Records excerpted from a collection:
**********

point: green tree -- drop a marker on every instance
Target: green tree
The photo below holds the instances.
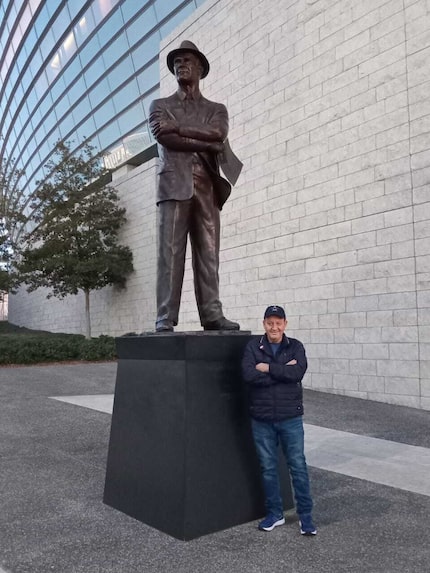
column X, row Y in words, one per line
column 12, row 220
column 74, row 244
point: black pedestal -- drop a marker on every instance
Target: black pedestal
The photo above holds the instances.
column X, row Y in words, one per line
column 181, row 456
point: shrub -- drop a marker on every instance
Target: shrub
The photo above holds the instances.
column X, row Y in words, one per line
column 31, row 349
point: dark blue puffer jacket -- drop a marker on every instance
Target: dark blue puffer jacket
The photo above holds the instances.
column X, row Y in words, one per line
column 278, row 394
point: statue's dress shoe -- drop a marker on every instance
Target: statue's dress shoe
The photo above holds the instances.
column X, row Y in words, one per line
column 221, row 324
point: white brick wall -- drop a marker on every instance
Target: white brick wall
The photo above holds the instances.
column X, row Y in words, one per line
column 329, row 111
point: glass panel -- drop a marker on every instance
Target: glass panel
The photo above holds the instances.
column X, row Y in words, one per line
column 85, row 131
column 84, row 27
column 75, row 91
column 141, row 26
column 149, row 77
column 41, row 21
column 164, row 8
column 104, row 114
column 58, row 87
column 115, row 50
column 148, row 50
column 41, row 85
column 89, row 51
column 74, row 7
column 176, row 20
column 109, row 135
column 120, row 73
column 129, row 119
column 47, row 44
column 81, row 110
column 146, row 101
column 101, row 9
column 109, row 28
column 129, row 9
column 126, row 95
column 96, row 70
column 66, row 126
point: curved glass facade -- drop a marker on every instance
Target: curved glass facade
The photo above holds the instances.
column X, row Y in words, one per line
column 79, row 69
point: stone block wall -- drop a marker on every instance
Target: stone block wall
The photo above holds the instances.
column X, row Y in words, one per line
column 329, row 111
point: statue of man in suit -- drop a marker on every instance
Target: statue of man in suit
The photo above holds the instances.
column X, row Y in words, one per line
column 190, row 131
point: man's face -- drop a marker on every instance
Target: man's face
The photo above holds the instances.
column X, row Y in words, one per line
column 187, row 68
column 275, row 328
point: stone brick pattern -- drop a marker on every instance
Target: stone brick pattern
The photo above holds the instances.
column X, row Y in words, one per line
column 329, row 111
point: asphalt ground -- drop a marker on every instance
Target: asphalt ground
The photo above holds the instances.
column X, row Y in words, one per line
column 52, row 472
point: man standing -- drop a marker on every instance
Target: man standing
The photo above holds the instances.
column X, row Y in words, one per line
column 273, row 367
column 190, row 131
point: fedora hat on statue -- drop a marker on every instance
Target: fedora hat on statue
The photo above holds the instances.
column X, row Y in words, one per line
column 187, row 46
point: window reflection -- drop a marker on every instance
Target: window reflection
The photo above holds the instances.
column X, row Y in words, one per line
column 116, row 80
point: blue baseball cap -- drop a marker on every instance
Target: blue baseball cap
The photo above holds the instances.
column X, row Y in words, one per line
column 275, row 310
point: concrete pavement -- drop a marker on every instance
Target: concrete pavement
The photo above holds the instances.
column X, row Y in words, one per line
column 52, row 469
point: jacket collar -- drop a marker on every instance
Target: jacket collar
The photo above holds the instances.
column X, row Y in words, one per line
column 265, row 344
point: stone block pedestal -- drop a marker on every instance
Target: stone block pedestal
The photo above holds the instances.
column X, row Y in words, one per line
column 181, row 456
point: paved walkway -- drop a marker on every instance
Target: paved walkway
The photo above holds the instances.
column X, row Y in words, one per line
column 369, row 466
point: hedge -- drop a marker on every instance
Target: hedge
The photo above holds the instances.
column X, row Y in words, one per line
column 34, row 348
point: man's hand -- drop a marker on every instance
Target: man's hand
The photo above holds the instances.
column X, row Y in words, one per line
column 217, row 147
column 164, row 127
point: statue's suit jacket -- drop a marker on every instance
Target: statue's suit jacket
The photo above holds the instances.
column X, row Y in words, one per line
column 176, row 152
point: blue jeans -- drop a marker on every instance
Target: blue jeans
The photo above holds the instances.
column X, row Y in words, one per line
column 290, row 434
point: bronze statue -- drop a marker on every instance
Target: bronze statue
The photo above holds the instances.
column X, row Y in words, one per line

**********

Could you write out all the records exactly, without the pictures?

point: green tree -- drop a marker on every instance
Target: green tree
The photo below holds the instances.
column X, row Y in words, one per line
column 12, row 220
column 74, row 244
point: black pedestal -- drop a marker on every instance
Target: black pedestal
The photo above holds the instances.
column X, row Y in words, one per line
column 181, row 456
point: shrub -- drop a marker on every instance
Target: shrub
The photo above holds the instances.
column X, row Y in words, one per line
column 31, row 349
point: dark blue puffer jacket -- drop a marker on every instance
Target: dark blue puffer jacket
The photo above holds the instances.
column X, row Y in words, one per line
column 278, row 394
point: statue's dress shoe -- drop a marker on every instance
Target: statue's dress shoe
The photo above holds the instances.
column X, row Y in words, one per line
column 221, row 324
point: white brick wall -- drop a marker on every instance
Target: white brick wall
The photo above holds the instances.
column X, row Y in words, one per line
column 329, row 111
point: glass panel -- drop a marker on every instance
Target: glass panel
The photo above holds the instances.
column X, row Y in words, one per line
column 85, row 131
column 84, row 27
column 75, row 91
column 141, row 26
column 149, row 77
column 41, row 21
column 164, row 8
column 104, row 114
column 58, row 87
column 115, row 50
column 148, row 50
column 41, row 85
column 89, row 51
column 74, row 7
column 176, row 20
column 109, row 135
column 120, row 73
column 129, row 119
column 47, row 44
column 81, row 110
column 146, row 101
column 101, row 9
column 109, row 28
column 129, row 9
column 126, row 95
column 96, row 70
column 66, row 126
point: curved glass facade -- drop a marker on every instance
Target: curved glass facade
The photo above holds the instances.
column X, row Y in words, one per line
column 79, row 69
point: stone block wall -- drop a marker on every instance
Target: stone block wall
The photo above holds the instances.
column X, row Y in words, one per line
column 329, row 111
point: statue of man in suit -- drop a marker on every instance
Target: statue of man in suit
The photo above holds the instances.
column X, row Y in words, one per line
column 190, row 131
point: man's face -- drop a marker on every instance
Target: man's face
The photo above holds the instances.
column X, row Y in words, one per line
column 187, row 68
column 275, row 328
point: stone brick pattern -- drop a marker on every instance
Target: stone brick pattern
The photo above holds the instances.
column X, row Y in words, one per line
column 329, row 111
point: asphalt ground -- drop a marker on every instance
Target: asphalt ground
The photo above holds the instances.
column X, row Y in words, one per line
column 52, row 472
point: man standing -- drop a marker on every instance
Target: man standing
The photo above holds the instances.
column X, row Y in words, one per line
column 273, row 367
column 190, row 131
point: fedora hat on statue -- drop a marker on every instance
Target: fedora hat on statue
The photo above holds the instances.
column X, row Y in words, one per line
column 187, row 46
point: window reflection -- drop a marker on every instance
Target: window reflection
The photo above holds the instances.
column X, row Y in words, one per line
column 116, row 80
point: blue baseball cap -- drop a marker on every instance
Target: blue baseball cap
The photo above holds the instances.
column X, row Y in words, one per line
column 275, row 310
point: concrete pavement -- drop a marker on every instance
Target: concrete pavement
The photo above holds the instances.
column X, row Y in words, one per line
column 52, row 469
point: jacket collar -- drop a marker on every instance
Target: jacket collar
The photo above holds the instances.
column X, row Y in words, one per line
column 265, row 344
point: stone block pedestal -- drop a marker on every instance
Target: stone block pedestal
The photo above holds the instances.
column X, row Y in words, one per line
column 181, row 456
point: paved walkway -- drop a marker on every instance
Target: paved walkway
The photo above holds the instances.
column X, row Y in words, one per line
column 369, row 466
point: hedge -- drop a marker on every instance
Target: hedge
The photo above holds the instances.
column X, row Y in words, one per line
column 34, row 348
point: man's hand -- drop a marker on every instance
Target: man's hand
The photo above holds the instances.
column X, row Y in words, one per line
column 217, row 147
column 164, row 127
point: statue's suit jacket -- drop a marker on every instance
Target: statue's suit jacket
The photo above holds the instances.
column X, row Y in words, one per line
column 176, row 152
point: blue jeans -- drop a marker on every instance
Target: blue jeans
The photo above holds the instances.
column X, row Y in words, one per line
column 290, row 434
point: bronze statue -- drop a marker on every instance
Target: bronze statue
The photo above holds the instances.
column X, row Y in words, one per line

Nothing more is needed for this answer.